Passage given:
------------------------------
When there is no mismatch between the two scenes ("NO" in S503),
the scene information correction processing is terminated.
[0172] When there is a mismatch between the two scenes ("YES" in
S503), the printer-side controller 20 corrects the shooting data in
the image file in the memory card 6 (S504). Thus, when the user
removes the memory card 6 from the printer 4 of the present
embodiment and inserts the memory card 6 into another printer, the
image data is corrected appropriately even when this printer is a
printer not having the scene identification processing function but
performing the automatic correction processing.
[0173] There are various possible forms of the processes of S503
and S504 described above. Hereinafter, examples of the processes of
S503 and S504 are described.
EXAMPLE 1
Change of Scene Capture Type Data
[0174] In the following description, the printer-side controller 20
changes the scene capture type data in the image file.
[0175] In S503 above, the printer-side controller 20 compares the
scene capture type data, which is the supplemental data in the
image file, with the scene identification processing result. When
the scene capture type data acquired in S501 indicates "portrait,"
------------------------------
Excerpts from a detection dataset
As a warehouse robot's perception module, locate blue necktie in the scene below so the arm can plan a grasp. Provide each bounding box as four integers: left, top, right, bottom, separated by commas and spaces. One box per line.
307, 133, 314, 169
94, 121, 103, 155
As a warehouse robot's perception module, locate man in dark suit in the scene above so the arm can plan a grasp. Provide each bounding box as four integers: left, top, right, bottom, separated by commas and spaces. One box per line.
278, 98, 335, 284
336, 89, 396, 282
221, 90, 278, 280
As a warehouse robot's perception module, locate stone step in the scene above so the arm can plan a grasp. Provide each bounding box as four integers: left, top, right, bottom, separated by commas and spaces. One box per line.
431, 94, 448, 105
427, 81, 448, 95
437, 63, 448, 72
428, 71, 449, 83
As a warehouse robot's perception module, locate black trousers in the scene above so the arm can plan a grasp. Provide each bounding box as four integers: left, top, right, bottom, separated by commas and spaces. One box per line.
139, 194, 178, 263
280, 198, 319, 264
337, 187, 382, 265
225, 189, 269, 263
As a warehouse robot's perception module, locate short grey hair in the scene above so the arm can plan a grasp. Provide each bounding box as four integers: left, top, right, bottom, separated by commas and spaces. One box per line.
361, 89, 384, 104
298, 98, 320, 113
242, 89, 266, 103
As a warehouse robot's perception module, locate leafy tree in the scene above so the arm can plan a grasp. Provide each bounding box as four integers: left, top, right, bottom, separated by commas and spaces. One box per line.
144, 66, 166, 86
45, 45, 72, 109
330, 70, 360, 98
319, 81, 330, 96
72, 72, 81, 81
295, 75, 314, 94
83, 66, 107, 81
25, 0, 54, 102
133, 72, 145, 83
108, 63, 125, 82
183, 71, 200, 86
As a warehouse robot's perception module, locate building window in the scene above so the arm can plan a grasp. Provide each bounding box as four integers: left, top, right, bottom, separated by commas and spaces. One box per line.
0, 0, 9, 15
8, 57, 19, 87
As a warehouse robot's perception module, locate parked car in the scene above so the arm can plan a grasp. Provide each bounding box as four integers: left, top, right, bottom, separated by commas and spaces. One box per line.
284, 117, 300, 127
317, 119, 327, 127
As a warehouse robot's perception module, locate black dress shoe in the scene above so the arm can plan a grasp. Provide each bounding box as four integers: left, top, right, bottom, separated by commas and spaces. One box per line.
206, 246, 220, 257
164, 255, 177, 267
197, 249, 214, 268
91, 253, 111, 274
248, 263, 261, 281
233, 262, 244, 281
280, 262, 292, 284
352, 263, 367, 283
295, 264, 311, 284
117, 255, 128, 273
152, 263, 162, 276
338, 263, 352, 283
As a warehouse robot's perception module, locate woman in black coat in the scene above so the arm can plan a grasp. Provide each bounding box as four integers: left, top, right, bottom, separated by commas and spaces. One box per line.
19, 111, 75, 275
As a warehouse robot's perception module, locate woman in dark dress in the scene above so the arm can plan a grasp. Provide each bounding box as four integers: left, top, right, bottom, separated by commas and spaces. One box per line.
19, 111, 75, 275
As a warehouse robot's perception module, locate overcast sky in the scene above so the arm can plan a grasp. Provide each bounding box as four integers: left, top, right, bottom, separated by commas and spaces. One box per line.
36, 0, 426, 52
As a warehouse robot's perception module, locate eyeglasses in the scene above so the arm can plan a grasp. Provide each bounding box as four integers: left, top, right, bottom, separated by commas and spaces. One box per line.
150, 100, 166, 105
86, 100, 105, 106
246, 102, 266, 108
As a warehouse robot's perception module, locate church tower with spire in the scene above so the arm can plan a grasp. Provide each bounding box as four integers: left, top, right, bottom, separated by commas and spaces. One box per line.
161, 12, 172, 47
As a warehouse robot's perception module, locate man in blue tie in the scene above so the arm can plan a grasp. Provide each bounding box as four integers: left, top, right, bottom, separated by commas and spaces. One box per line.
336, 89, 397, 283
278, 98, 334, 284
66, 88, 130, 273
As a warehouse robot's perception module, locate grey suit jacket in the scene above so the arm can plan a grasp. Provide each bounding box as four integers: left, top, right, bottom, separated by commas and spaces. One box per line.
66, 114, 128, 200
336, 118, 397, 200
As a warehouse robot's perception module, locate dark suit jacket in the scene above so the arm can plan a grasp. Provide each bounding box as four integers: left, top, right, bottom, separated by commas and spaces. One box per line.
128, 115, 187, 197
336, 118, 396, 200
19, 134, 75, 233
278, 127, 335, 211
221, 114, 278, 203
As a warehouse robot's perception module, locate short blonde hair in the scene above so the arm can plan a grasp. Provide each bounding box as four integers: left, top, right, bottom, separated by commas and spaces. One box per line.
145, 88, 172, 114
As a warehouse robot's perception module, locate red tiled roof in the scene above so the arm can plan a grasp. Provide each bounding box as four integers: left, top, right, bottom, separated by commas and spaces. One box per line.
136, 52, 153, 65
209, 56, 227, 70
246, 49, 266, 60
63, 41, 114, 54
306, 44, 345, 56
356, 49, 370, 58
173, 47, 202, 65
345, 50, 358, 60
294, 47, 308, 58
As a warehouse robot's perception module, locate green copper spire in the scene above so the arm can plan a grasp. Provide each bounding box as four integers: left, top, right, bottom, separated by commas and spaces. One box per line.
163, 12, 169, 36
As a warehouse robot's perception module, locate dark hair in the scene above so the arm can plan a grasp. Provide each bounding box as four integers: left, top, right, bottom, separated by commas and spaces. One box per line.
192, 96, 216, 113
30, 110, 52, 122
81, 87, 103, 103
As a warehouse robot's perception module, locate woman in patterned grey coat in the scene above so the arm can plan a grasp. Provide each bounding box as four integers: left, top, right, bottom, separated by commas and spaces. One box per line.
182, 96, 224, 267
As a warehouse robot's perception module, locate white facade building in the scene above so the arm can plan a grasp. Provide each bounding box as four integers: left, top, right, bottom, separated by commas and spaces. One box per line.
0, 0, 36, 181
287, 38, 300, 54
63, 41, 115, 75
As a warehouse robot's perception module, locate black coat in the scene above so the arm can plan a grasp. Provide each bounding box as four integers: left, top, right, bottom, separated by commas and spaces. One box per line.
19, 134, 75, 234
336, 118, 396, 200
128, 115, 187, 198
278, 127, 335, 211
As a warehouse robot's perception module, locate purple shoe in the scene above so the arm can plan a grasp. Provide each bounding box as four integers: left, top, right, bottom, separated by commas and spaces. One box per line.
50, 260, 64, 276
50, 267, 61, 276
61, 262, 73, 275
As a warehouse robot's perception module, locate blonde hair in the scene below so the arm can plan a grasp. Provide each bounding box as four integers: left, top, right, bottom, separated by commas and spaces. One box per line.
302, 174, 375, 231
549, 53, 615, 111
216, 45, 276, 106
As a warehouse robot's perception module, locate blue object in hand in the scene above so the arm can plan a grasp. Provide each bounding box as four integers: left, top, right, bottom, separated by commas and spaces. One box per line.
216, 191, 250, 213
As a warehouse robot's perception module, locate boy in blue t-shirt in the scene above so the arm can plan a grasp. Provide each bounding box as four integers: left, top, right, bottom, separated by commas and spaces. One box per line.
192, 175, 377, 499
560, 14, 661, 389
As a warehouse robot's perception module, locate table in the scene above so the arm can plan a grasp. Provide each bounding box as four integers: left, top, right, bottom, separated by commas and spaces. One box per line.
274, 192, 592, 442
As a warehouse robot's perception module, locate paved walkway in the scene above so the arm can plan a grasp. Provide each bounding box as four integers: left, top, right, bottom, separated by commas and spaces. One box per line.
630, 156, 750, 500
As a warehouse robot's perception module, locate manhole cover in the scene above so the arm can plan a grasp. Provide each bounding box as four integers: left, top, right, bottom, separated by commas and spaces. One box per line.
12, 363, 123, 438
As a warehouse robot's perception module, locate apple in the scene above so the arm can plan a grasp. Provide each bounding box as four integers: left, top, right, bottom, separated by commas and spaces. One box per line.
------------------------------
What you are asked to do:
State whether each statement agrees with the passage on scene information correction, answering yes or no and quoting the deciding words from that passage.
(a) When the two scenes do not match, the printer-side controller corrects the shooting data in the image file on the memory card.
(b) When the two scenes match, the scene information correction processing continues.
(c) In Example 1, the printer-side controller changes the scene capture type data in the image file.

Reply:
(a) Yes: "the printer-side controller 20 corrects the shooting data in the image file in the memory card 6 (S504)"
(b) No: "the scene information correction processing is terminated"
(c) Yes: "the printer-side controller 20 changes the scene capture type data in the image file"